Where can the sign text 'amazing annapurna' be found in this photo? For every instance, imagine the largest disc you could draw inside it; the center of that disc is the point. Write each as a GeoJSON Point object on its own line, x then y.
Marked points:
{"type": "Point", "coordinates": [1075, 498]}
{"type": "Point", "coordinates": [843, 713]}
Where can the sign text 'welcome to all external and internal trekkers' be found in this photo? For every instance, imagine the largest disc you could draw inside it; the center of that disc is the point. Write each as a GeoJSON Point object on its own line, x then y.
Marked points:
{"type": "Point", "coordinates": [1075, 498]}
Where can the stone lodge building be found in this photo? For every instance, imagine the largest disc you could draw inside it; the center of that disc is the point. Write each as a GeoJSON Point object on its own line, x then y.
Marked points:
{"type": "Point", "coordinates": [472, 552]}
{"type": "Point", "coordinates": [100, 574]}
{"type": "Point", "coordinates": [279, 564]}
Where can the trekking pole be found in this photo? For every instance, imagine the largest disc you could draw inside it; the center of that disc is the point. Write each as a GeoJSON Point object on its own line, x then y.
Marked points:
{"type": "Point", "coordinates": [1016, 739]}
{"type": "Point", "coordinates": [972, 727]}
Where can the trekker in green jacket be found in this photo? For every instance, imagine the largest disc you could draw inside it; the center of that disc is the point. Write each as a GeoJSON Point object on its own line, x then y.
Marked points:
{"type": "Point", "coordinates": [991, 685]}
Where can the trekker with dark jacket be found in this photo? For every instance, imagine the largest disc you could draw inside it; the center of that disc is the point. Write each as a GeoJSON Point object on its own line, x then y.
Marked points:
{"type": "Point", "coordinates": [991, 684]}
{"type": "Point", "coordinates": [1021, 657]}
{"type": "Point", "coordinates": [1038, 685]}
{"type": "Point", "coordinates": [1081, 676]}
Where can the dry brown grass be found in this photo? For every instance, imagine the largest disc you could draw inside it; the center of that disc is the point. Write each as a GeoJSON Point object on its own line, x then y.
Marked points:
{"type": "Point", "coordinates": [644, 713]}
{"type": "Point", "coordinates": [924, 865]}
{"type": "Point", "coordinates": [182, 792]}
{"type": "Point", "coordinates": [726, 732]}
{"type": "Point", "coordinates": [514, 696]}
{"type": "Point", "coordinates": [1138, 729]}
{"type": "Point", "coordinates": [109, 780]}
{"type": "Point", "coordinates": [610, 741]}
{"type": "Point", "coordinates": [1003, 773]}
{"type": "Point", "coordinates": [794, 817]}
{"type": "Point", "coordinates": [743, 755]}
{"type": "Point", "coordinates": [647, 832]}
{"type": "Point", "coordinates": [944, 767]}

########################################

_Requirement:_
Reproduce all of the entries above verbatim, keeping their order.

_Answer to this task:_
Where can the sign text 'amazing annapurna' be found in this photo? For every instance, imagine the largest disc you could draw inside it; the center of that disc is the point. Write each as a GeoJSON Point object on its own line, x then y.
Marked points:
{"type": "Point", "coordinates": [1075, 498]}
{"type": "Point", "coordinates": [843, 713]}
Where can the sign text 'welcome to all external and internal trekkers' be found in this photo? For every instance, imagine the largest disc you could draw inside it; the center of that disc is the point. Write each as a GeoJSON Point object on its own line, x then y.
Marked points:
{"type": "Point", "coordinates": [1075, 498]}
Where can the stone lodge building be found in this photo? For every instance, imagine the largest disc you could draw inside it; the center of that disc is the point. Write each as a GeoJSON Point object on its own line, x then y.
Marked points:
{"type": "Point", "coordinates": [472, 552]}
{"type": "Point", "coordinates": [100, 574]}
{"type": "Point", "coordinates": [279, 564]}
Where can the trekking pole be found in this photo? For every instance, imagine the largest disc you could draw inside it; the center of that disc is the point. Write each as a GeoJSON Point object on its own line, x then y.
Marked points:
{"type": "Point", "coordinates": [1016, 739]}
{"type": "Point", "coordinates": [972, 727]}
Where can the trekker in green jacket be found in this photo? For every instance, imagine the largest disc you could draw inside it; the center of that disc is the point. Write each as a GeoJSON Point object on its own line, x then y.
Marked points:
{"type": "Point", "coordinates": [991, 685]}
Where can the trekker with dark jacket be found in this photo? For every instance, imagine the largest disc you could draw inside it; the center of that disc is the point. Write each as a GeoJSON Point object on its own line, x then y.
Marked points:
{"type": "Point", "coordinates": [991, 684]}
{"type": "Point", "coordinates": [1021, 657]}
{"type": "Point", "coordinates": [1038, 685]}
{"type": "Point", "coordinates": [1081, 676]}
Where can the dry brown grass be found in this photo? For every instance, imagine the largest disc you could draw inside it; the center of that disc is the point. Write each as a GeoJSON Point object on its own line, x then y.
Marked points:
{"type": "Point", "coordinates": [644, 713]}
{"type": "Point", "coordinates": [924, 865]}
{"type": "Point", "coordinates": [182, 792]}
{"type": "Point", "coordinates": [726, 732]}
{"type": "Point", "coordinates": [514, 696]}
{"type": "Point", "coordinates": [1138, 729]}
{"type": "Point", "coordinates": [109, 780]}
{"type": "Point", "coordinates": [610, 741]}
{"type": "Point", "coordinates": [1003, 773]}
{"type": "Point", "coordinates": [794, 817]}
{"type": "Point", "coordinates": [743, 755]}
{"type": "Point", "coordinates": [647, 832]}
{"type": "Point", "coordinates": [944, 767]}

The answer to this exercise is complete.